Task requirements:
1 – In the passage on bacterial sphingolipid research, list every group of people or organization named as benefiting from the project.
2 – Restate the part of the passage on bacterial sphingolipid research that opens with the words containing "Patient advocacy groups" and closes with "in this pathway.", putting "clinical studies" in place of "clinical trials" each time it appears.

Start of Passage

The key role of the microbiota in human and animal health and wellbeing is undisputed, and there is growing evidence that bacterial sphingolipids have a significant impact on host-microbiota tolerance and the development and maturation of the immune system. The basic understanding generated in this project will have the following wider beneficiaries and resulting impacts:

Healthcare and Medicine
Understanding the pathway for the production of bacterial sphingolipids will benefit clinicians and dentists interested in the effect of the oral microbiota on the progression of periodontitis. The role of bacterial sphingolipids in human and animal health will be explored with our project partners Davey and Ley, and this work will have impacts for clinicians working on the interplay between the gut microbiota and the development of the host immune system. This research may inform policy on recommendations for diet and supplementation to mitigate the role of the microbiota on periodontitis and auto-immune gut diseases, such as Crohn's disease.
Patient advocacy groups could benefit through direct access to knowledge and expertise generated in this project to inform clinical trials and treatments for diseases related to sphingolipid biosynthesis and autoimmune conditions. An example of the type of group who would benefit is the Deater Foundation. This charity seeks to research a neuropathy caused by mutations in the human sphingolipid biosynthesis pathway and access to research into this, has directly led to clinical trials of amino-acid supplementation as a targeted therapy against the clinical presentations of their specific mutations in this pathway.

End of Passage
Start of Provided data

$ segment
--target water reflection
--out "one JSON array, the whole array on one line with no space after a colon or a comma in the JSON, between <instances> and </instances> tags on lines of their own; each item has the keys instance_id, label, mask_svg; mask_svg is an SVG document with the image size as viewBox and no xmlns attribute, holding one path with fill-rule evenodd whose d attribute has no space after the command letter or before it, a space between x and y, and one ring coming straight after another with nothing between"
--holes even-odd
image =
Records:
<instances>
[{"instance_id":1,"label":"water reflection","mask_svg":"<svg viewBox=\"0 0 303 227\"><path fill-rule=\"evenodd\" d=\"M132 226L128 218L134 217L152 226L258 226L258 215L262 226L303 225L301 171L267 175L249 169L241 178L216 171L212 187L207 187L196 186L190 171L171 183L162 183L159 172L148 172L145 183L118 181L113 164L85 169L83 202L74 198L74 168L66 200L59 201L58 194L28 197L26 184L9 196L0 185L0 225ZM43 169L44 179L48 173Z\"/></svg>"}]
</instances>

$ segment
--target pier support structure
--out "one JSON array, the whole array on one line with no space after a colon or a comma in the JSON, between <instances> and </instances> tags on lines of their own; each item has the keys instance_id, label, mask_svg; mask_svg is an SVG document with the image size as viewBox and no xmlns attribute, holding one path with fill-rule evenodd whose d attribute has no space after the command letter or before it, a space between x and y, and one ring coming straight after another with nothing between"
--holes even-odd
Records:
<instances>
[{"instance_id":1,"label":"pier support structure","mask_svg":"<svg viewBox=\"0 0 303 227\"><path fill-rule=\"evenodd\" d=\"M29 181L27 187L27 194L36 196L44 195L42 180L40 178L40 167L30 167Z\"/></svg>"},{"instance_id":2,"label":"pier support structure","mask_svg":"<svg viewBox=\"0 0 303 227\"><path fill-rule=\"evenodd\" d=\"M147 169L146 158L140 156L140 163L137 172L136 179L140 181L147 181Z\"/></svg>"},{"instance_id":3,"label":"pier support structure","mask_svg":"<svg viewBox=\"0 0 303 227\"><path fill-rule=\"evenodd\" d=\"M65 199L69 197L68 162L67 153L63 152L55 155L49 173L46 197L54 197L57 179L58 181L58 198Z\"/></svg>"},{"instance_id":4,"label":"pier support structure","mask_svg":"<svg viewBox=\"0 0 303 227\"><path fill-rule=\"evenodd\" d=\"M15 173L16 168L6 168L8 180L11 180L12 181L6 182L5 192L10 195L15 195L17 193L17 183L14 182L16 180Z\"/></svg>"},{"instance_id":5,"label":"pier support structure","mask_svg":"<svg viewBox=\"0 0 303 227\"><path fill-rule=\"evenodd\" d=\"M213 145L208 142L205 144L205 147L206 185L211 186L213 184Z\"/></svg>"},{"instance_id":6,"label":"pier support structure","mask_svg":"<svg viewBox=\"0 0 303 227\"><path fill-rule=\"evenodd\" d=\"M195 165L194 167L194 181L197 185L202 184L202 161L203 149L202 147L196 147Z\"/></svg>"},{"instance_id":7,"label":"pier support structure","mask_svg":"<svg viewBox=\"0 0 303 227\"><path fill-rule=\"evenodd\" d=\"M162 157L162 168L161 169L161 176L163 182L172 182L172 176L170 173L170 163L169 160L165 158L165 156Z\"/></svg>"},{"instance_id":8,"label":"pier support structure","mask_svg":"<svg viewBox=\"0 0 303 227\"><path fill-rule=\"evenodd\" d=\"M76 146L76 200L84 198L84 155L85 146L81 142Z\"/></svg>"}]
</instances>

End of Provided data

Results in order:
1 – Clinicians, dentists, patient advocacy groups, and the Deater Foundation.

2 –
Patient advocacy groups could benefit through direct access to knowledge and expertise generated in this project to inform clinical studies and treatments for diseases related to sphingolipid biosynthesis and autoimmune conditions. An example of the type of group who would benefit is the Deater Foundation. This charity seeks to research a neuropathy caused by mutations in the human sphingolipid biosynthesis pathway and access to research into this, has directly led to clinical studies of amino-acid supplementation as a targeted therapy against the clinical presentations of their specific mutations in this pathway.